EXCERPT TO READ:

These sorts of Baptists are also uneasy about public expressions of piety. While they would endorse prayers at some ceremonies, they disapprove of prayer in classrooms and meetings or even before meals in the faculty dining room.
Above all, traditional Baptists disagree with Sloan’s contention that Christianity has intellectual content. In the view of Baylor’s new leaders, faith is more than atmospheric. There is a deposit of Christian belief that all Christians should hold to. On the basis of that belief they should engage the secular claims of the various academic disciplines. In Sloan’s view, the Christian faith gives a comprehensive account of all of life and reality; it addresses the key questions of life, death, human nature, salvation, history, meaning and conduct. The “integration of faith and learning” means that the perspectives of Christian faith should be at play in the classroom.

WHAT IS EXPECTED:
Quote the passage on Baptist views at Baylor from "These sorts of" to "faculty dining room.".

PROVIDED MATERIAL:
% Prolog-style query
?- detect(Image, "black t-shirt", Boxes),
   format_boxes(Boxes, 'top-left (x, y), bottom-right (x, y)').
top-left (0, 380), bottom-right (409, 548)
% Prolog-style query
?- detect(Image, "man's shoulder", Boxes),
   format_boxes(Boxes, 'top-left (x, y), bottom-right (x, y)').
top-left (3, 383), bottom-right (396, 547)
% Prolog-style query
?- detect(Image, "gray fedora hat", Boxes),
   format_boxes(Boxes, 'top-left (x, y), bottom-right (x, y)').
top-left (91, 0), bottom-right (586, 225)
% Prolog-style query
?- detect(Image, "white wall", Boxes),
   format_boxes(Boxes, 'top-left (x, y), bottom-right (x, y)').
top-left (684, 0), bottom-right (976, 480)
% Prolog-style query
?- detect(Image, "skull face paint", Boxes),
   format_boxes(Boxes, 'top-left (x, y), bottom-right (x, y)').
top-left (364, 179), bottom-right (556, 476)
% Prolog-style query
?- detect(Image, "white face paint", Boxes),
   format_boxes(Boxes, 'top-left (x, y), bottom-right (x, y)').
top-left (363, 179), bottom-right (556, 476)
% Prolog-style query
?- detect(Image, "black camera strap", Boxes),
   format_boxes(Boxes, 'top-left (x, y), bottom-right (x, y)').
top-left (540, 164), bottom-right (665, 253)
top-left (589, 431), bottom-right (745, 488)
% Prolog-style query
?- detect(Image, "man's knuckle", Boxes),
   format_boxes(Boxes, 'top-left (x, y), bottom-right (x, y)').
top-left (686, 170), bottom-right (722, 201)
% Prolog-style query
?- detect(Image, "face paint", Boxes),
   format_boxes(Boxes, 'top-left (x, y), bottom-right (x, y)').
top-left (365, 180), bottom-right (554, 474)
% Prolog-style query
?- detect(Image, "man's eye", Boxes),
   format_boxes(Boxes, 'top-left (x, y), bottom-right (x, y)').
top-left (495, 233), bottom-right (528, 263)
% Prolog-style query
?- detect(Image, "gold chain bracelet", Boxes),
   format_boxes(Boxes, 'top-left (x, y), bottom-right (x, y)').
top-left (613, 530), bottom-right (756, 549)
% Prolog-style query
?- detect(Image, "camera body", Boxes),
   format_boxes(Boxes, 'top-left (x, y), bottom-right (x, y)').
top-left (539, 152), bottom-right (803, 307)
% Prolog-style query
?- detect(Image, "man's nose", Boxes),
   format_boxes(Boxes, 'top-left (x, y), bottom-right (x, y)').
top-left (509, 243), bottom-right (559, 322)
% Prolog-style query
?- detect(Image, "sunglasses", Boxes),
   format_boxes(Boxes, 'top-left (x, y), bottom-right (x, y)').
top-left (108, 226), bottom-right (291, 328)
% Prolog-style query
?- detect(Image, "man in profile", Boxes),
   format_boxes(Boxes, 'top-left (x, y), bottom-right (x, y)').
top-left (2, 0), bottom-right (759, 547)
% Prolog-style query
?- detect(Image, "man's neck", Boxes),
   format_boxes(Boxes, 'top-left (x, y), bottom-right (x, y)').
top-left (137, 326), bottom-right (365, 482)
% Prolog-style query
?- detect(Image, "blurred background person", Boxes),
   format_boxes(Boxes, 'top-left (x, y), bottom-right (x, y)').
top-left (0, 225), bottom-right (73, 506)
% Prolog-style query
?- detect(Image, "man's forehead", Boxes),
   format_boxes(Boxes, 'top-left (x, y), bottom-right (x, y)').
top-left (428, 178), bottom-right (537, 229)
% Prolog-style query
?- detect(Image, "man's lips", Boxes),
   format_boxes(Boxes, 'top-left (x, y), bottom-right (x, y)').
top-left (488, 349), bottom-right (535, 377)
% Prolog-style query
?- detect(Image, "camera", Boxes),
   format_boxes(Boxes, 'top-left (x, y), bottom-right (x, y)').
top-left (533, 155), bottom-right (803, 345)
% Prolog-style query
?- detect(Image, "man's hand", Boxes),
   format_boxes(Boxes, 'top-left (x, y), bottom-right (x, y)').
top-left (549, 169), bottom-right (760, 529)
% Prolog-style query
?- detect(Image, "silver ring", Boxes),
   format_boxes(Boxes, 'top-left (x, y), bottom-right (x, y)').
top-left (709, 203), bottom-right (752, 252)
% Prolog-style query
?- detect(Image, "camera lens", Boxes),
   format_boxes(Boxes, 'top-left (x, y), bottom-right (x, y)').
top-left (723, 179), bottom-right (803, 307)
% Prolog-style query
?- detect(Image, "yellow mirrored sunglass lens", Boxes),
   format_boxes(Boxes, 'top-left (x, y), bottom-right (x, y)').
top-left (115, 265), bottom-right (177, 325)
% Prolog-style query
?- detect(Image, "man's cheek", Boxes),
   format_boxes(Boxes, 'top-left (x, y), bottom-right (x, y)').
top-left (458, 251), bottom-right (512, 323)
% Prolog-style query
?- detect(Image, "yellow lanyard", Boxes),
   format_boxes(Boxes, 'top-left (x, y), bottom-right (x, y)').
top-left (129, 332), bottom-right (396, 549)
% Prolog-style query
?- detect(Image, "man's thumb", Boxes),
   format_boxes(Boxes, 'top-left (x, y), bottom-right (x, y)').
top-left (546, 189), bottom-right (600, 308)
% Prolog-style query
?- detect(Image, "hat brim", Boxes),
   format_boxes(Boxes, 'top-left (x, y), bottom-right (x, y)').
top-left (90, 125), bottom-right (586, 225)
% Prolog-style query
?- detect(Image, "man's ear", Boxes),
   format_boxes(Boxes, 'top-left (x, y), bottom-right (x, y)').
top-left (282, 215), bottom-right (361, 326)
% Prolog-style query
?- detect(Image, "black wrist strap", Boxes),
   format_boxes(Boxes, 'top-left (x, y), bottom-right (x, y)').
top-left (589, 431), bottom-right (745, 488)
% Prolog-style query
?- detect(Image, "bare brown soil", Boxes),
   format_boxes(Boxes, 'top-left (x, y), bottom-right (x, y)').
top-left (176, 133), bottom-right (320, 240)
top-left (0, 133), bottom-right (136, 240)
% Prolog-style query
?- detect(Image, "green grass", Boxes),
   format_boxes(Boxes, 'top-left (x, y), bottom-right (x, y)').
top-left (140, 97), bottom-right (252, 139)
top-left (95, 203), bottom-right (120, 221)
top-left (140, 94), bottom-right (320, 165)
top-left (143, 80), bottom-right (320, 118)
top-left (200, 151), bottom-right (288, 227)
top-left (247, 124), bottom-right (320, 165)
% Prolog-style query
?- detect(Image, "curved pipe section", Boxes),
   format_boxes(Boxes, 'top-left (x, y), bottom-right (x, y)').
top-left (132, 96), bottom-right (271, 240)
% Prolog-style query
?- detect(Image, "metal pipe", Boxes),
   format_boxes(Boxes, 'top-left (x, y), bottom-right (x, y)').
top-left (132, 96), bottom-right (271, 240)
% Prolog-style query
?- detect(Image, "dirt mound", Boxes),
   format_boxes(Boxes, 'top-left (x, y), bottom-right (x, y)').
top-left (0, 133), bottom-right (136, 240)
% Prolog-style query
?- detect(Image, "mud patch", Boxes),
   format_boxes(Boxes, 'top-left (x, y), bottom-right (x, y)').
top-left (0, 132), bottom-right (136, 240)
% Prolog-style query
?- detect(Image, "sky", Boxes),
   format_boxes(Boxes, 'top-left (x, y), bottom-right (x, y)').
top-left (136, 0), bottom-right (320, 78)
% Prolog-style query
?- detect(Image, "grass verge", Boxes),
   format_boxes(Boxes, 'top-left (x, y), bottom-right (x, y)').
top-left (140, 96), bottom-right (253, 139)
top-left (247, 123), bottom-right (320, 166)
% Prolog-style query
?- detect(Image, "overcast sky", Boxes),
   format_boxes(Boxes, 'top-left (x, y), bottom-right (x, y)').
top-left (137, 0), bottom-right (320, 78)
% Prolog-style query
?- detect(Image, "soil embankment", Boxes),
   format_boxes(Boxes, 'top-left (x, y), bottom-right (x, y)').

RESPONSE:
These sorts of Baptists are also uneasy about public expressions of piety. While they would endorse prayers at some ceremonies, they disapprove of prayer in classrooms and meetings or even before meals in the faculty dining room.